[Document section]:
● ● ● ●

The harder they work the broker they get
Low-level workers labor for short money in a nation that amasses wealth with little strain
The author, doing honest work for once. (Rich Bajjalieh photo)
In America, we all learned in school that if you work hard you’ll succeed.
We might get an argument from fellow citizens working multiple jobs who still can't afford to pay their bills.
We're not talking about bills from the jeweler or furrier or cocaine purveyor. We’re talking rent and food and electricity. The one-paycheck-away-from-having-to-move-back-in-with-the-old-boyfriend sort of thing. About 57% of us are like that.
That means 43% of us aren't. We may be doing better because we're hardworking and talented to boot. Or dedicated to “working smart.”
Or maybe we just fell into a pot of jam.
Don't believe that? Then maybe you're one of those who really did fall into some free jam. You just don’t know it.
Several years ago, some psychologists tried an unusual experiment. They asked folks to play Monopoly, then cheated to help some of the players, and told them. After those players won they were asked why they thought they were victorious.
Most replied that they were smarter than the other players or, gosh darn it, really good at Monopoly. They said this despite knowing that they won fixed games.
The more comfortable the winners were in their actual lives, the more likely that they would ignore the Black Sox-like reason for their Monopoly victories.
Does that mean we have a nation stocked with millions whose success makes them think they’re superior to the hoi polloi? Yes.
But lots of people on the other end of the employment spectrum are kidding themselves, too.
Many underpaid workers who could probably improve their lot in life by organizing believe that joining a union would actually make things worse. Maybe they think they’re more likely to be laid off. Maybe it’s the Stockholm Syndrome.
So they vote each November for people who promise to clamp down on organized labor, and the guy risking his job to hand them a signup card is treated as if he was an ax murderer. Since the late 1950s, the number of unionized workers dropped from about 35 percent to about 6 percent.
Over the same period, real wages have stayed flat. Coincidence.
Unions are again on the rise in our pandemic-driven economy, however, largely because many of those who kept working tough jobs soon saw that the boss probably didn't worry much if they lived, let alone lived well.

● ● ● ●

[Work instruction 1]:
Translate this sentence from the column on low-wage work into Spanish: "In America, we all learned in school that if you work hard you'll succeed."
[Work instruction 2]:
List every percentage figure that appears in the column on low-wage work.
[Work instruction 3]:
Write the next few sentences of the column on low-wage work, picking up after its final sentence about unions rising in the pandemic-driven economy.

[Referring expression data]
● ● ● ●

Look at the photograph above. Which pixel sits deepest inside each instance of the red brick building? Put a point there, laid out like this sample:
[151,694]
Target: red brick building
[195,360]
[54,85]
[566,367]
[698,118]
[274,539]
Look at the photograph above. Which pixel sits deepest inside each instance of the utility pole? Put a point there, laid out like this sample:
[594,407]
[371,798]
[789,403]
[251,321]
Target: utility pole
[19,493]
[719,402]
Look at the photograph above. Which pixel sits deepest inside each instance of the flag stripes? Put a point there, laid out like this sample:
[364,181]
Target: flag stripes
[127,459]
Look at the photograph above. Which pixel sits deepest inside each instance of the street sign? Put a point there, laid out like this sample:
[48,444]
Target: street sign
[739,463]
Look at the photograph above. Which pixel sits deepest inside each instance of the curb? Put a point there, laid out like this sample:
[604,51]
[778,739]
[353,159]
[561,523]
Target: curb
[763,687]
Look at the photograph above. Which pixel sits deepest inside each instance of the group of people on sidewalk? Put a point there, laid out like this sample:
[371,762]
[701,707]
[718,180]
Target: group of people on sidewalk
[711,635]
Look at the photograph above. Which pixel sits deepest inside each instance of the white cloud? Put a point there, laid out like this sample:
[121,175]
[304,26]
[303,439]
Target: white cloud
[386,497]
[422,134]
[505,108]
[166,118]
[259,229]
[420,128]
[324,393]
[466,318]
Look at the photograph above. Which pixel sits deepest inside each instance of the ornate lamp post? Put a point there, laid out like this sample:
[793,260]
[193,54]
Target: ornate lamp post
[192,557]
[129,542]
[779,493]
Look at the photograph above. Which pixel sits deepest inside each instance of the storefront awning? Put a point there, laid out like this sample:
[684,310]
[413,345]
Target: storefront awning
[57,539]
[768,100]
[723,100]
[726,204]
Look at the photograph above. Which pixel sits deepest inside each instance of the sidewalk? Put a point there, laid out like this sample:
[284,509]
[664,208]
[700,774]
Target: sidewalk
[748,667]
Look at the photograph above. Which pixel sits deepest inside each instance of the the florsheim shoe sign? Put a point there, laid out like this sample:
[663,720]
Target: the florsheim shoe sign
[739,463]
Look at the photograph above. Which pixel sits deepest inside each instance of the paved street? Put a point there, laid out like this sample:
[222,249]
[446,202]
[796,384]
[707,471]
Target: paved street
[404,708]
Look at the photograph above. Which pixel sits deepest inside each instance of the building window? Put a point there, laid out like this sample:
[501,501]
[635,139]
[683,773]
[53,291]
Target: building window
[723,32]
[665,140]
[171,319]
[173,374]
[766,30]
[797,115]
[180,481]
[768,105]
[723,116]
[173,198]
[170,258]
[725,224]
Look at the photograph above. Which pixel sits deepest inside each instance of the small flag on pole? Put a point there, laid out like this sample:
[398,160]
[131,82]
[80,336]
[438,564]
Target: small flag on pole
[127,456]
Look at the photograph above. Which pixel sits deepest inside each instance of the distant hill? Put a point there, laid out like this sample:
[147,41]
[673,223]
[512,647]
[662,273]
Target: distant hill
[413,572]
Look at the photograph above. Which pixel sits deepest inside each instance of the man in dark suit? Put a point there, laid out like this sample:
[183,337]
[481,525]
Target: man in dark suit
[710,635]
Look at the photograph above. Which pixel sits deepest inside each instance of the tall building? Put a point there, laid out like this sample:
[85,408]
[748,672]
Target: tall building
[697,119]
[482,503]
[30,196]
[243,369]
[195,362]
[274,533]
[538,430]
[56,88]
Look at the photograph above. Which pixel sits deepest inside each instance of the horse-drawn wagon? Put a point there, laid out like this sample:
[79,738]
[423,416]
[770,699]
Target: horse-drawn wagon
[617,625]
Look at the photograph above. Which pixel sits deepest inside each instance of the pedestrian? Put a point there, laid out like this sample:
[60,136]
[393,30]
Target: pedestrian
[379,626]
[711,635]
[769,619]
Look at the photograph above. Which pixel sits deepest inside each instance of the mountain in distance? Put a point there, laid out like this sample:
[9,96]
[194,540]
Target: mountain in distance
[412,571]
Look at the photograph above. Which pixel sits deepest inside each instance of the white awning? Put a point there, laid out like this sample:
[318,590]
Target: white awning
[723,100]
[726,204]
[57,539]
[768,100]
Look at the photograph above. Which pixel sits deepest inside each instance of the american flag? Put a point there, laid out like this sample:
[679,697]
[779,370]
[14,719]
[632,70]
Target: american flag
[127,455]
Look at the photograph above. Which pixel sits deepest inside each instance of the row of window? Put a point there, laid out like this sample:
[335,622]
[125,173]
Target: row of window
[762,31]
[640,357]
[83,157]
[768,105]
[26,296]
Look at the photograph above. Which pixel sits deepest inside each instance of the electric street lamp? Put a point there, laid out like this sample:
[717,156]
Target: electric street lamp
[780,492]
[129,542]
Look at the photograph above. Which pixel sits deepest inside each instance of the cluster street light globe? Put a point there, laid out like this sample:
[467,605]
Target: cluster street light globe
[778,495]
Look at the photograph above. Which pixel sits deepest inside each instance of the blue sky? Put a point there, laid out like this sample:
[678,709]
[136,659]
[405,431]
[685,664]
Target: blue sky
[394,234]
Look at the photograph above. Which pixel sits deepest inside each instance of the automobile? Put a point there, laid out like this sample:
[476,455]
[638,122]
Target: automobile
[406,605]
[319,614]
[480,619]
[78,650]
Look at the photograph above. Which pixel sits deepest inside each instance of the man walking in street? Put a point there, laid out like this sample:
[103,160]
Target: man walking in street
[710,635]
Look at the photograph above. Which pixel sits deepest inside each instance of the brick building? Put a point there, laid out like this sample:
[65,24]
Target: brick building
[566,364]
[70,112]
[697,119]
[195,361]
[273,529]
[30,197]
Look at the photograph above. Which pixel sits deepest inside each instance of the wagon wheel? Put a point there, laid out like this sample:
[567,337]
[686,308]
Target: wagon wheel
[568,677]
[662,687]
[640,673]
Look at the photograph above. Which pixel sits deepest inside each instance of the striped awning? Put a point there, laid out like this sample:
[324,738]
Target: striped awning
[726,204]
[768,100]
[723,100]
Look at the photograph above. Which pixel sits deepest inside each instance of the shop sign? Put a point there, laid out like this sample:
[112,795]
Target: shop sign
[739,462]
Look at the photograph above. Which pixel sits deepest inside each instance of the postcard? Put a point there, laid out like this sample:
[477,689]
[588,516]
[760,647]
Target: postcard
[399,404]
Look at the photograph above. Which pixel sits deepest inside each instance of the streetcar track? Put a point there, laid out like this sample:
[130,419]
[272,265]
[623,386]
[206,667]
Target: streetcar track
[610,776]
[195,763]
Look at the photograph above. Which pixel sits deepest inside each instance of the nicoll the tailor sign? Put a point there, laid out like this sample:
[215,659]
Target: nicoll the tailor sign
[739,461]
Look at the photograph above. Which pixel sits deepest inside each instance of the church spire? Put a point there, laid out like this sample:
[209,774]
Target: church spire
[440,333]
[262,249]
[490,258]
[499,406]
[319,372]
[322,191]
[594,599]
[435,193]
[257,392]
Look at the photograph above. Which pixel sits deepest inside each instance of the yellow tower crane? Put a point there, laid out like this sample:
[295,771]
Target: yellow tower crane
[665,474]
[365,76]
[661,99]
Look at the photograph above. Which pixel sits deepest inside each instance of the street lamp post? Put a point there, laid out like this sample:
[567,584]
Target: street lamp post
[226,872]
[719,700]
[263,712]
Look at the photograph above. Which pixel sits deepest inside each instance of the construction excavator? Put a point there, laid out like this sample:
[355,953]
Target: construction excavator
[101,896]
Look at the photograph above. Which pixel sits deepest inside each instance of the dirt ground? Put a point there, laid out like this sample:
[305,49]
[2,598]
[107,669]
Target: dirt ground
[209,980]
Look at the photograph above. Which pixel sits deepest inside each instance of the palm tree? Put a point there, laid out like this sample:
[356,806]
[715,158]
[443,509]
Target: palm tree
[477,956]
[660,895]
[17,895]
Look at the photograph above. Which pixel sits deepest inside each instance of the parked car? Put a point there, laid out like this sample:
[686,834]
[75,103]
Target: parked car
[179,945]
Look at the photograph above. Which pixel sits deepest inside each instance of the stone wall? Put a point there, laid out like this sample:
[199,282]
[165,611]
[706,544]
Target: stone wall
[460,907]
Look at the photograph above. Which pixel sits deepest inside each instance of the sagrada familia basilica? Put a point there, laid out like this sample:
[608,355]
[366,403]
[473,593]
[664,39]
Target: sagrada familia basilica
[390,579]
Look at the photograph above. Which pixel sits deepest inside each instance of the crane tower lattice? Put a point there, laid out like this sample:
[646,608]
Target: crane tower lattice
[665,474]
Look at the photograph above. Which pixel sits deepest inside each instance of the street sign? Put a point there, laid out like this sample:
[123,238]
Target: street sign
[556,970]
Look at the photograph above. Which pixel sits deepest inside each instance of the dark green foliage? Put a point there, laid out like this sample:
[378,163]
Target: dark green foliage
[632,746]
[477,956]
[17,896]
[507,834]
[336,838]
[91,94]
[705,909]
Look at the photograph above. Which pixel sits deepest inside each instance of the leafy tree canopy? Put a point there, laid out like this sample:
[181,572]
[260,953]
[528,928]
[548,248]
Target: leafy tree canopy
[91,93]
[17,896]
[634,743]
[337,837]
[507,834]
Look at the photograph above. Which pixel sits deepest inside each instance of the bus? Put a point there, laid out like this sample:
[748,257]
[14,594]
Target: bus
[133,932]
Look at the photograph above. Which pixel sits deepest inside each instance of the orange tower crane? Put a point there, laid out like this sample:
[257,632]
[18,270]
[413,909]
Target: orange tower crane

● ● ● ●

[Reply 1]:
En Estados Unidos, todos aprendimos en la escuela que si trabajas duro, tendrás éxito.

[Reply 2]:
57%
43%
about 35 percent
about 6 percent

[Reply 3]:
Those who had to stop working had more time to think while they collected unemployment insurance. They did so while millions of people laboring in their bathrobes called them lazy.
People who get paid a good wage for working at a keyboard all day should thank their lucky stars. And there are more and more of them, at various levels.
Big shots enrich themselves by pushing buttons (or getting other people to push the buttons for them) to digitally command employees to do real, often difficult things without paying them decently or even having to talk to them. It's no wonder that so many people on the lower end of the wage scale are organizing, or quitting long-held jobs.
In fast-food joints, words need not be spoken by managers, or even customers, to employees running out the doors with bags in obeisance to apps.
Drivers working for Amazon contractors operate on hurry-up systems that are incentivizing them to quit. They’re replaced by new guys who solve the scheduling problem by hurling packages from the curb.
There are now restaurants where managers are no longer required to supervise morning prep workers. Instructions on terminals tell them what to do and when to do it, and if they're not pressing the “DONE” button fast enough to satisfy an algorithm, they get automatically reported.
It almost seems that pay rates are inversely related to the value of the labor to society. For instance, with sincere apologies to my friends in public relations and marketing, it's hard to imagine two vocations less likely to advance humanity. Yet over a million Americans now make their bones in those industries.
Over the last decade, many of my former media colleagues left for marketing and PR, where they don't have to cover night meetings or chase people who call them names. On average, they earn a third more in PR and twice as much in marketing.
They used to produce news reports that benefited their fellow citizens. Now they specialize in baloney.
This is not surprising. Today, our economy is dominated by people energized similarly to those who sell their waste for fecal transplants.
They are trying to make money out of shit.
I’m sorry about the language. But not really. I can’t think of a better way to describe what’s been going on for quite a while now. The pandemic has magnified things to the point where they can easily be seen. But little has actually changed.
Cryptocurrencies were starting to take off before the coronavirus did. Millions of people now mine imaginary money. This is money that exists mainly for the purpose of making more money.
The concept of skipping the middle man (securities) and just investing in money itself seems weird, but it isn't really new.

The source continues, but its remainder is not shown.